**What you need to do:** Extract each line of the entries below that contains the word "green". Case counts, so skip lines where it appears with different capitalization.

**Extracted material:**
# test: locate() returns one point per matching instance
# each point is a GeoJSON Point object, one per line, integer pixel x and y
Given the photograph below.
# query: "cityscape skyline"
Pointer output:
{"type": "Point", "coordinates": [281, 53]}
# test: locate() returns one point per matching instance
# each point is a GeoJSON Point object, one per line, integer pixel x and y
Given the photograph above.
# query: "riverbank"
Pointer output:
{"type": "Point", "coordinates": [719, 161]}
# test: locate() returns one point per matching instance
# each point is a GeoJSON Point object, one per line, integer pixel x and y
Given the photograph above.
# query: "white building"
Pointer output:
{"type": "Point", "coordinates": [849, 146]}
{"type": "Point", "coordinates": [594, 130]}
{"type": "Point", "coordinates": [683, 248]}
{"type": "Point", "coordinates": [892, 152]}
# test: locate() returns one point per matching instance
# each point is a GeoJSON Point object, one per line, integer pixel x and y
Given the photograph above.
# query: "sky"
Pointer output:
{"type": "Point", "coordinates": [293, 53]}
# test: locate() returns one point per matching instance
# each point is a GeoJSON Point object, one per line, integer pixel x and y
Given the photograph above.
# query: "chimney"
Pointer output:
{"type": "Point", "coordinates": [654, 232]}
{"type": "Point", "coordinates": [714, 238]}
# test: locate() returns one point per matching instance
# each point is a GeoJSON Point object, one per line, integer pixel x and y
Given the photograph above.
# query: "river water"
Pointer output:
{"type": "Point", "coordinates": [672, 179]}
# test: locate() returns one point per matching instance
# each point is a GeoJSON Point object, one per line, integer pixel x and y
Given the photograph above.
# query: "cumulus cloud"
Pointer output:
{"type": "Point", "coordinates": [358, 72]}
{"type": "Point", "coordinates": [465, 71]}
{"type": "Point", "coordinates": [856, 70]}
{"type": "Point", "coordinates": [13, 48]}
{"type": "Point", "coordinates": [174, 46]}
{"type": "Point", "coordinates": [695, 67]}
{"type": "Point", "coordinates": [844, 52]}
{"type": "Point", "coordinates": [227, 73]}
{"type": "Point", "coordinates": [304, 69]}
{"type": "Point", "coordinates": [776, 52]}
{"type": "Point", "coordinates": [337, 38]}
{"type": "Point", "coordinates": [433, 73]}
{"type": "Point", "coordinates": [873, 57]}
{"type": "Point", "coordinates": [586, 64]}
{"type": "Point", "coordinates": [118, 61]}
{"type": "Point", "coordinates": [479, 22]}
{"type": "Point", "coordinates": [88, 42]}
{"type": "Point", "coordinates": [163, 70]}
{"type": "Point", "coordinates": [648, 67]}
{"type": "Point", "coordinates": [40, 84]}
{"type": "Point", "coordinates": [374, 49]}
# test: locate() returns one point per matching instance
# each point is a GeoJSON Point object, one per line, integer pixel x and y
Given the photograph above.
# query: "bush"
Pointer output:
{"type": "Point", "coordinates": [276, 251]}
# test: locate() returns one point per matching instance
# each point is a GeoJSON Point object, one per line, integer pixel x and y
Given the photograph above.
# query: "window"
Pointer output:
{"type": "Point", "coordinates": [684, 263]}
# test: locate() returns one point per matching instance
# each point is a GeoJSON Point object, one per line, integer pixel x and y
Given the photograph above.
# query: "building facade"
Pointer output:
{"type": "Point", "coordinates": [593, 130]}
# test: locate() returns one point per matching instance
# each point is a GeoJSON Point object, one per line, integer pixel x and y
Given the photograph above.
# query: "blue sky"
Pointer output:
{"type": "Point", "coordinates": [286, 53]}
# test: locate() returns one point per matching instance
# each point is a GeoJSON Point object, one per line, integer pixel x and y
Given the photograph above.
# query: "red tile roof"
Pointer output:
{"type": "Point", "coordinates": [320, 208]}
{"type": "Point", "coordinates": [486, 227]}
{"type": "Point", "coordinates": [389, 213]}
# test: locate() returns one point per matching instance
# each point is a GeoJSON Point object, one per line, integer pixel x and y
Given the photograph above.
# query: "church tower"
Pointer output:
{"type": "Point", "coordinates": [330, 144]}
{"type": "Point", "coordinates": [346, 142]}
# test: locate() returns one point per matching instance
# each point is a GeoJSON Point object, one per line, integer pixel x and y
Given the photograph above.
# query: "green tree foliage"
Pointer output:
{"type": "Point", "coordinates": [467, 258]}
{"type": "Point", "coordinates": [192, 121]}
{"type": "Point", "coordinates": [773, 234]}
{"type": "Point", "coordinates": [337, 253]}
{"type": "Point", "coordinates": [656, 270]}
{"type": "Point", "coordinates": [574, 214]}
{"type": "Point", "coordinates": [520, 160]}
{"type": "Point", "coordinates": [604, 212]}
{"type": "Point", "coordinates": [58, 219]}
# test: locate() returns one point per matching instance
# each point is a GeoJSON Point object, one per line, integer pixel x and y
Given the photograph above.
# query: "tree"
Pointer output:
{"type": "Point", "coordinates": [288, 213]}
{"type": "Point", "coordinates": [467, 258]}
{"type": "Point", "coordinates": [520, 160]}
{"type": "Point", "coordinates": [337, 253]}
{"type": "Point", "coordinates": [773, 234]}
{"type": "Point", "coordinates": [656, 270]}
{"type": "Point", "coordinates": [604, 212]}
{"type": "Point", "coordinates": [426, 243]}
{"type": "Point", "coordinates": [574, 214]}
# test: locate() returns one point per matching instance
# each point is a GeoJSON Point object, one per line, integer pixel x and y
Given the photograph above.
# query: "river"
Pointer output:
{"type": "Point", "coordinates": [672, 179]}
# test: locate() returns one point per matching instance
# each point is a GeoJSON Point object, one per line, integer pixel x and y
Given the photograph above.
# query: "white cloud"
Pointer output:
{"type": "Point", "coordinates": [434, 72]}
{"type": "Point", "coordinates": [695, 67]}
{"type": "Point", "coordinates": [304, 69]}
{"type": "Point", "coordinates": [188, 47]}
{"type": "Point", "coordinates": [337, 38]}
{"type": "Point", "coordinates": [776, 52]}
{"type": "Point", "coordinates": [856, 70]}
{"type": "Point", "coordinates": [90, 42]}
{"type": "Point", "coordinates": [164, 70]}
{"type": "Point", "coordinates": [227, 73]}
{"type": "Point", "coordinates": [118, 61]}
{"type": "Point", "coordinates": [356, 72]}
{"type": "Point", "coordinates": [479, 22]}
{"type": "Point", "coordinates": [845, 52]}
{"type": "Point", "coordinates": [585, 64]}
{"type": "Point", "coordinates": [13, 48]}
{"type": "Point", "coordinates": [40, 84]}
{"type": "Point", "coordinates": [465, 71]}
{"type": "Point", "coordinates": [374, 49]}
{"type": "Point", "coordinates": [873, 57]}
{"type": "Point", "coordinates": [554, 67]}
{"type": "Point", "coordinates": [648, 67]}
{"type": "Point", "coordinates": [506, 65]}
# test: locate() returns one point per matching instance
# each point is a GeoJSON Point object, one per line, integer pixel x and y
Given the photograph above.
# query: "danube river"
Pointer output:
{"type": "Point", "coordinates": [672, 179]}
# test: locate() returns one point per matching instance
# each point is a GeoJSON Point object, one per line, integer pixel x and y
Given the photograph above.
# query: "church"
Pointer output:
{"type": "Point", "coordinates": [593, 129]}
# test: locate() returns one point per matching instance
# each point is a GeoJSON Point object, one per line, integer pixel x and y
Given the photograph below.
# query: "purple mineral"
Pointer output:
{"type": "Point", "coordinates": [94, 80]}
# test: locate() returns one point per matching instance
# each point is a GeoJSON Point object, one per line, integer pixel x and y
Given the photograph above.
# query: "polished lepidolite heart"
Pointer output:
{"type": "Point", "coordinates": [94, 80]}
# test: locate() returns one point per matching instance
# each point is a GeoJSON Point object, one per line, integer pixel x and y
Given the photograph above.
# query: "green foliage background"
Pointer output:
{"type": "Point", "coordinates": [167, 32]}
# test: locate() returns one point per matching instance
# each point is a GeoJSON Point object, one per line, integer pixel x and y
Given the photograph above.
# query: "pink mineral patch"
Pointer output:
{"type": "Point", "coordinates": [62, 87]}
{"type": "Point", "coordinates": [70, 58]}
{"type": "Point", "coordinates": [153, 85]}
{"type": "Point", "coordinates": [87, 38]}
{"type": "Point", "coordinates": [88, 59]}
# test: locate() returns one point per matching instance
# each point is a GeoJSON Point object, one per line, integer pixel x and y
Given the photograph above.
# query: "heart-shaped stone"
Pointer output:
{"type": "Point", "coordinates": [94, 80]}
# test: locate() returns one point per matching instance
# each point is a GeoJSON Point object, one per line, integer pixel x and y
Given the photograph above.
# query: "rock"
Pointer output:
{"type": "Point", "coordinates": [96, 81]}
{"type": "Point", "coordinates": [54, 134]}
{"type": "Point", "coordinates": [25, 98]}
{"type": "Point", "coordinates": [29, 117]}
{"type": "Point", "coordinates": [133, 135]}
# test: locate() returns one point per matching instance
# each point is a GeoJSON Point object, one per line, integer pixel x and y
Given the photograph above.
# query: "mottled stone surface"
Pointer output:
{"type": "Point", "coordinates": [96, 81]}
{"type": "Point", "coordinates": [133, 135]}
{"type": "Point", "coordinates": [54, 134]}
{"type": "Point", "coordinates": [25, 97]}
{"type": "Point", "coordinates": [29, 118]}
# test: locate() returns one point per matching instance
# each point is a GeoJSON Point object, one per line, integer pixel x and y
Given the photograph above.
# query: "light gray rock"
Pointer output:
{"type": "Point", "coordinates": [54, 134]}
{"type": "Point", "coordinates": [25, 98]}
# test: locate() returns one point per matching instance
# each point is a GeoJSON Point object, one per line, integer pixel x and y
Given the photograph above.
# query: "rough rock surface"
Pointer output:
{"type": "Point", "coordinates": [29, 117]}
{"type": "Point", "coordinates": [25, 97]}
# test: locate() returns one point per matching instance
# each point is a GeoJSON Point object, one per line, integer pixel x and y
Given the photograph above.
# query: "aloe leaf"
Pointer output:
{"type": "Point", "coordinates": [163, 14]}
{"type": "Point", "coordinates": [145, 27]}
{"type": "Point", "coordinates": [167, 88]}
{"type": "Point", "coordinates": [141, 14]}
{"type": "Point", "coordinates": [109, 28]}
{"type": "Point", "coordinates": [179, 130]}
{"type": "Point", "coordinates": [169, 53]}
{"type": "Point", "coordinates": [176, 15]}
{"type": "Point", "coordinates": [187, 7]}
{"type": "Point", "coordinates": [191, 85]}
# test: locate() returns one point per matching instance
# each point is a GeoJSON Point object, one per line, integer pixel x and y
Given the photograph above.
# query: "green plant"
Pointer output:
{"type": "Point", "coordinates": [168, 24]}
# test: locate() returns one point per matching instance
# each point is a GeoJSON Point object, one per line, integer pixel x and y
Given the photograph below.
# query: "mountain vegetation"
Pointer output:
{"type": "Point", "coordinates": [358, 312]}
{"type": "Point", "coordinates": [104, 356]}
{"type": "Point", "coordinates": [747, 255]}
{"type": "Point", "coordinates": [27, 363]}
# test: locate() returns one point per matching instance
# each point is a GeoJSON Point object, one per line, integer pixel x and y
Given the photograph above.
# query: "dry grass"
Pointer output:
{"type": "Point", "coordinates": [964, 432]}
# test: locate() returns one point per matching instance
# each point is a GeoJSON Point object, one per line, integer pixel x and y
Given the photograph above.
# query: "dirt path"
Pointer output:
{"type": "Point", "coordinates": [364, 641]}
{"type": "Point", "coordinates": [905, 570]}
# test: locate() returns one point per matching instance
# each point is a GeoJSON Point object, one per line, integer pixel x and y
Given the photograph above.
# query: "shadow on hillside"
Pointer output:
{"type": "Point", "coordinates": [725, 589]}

**Problem solution:**
# query: "green tree foliage"
# query: "green foliage background"
# query: "green plant"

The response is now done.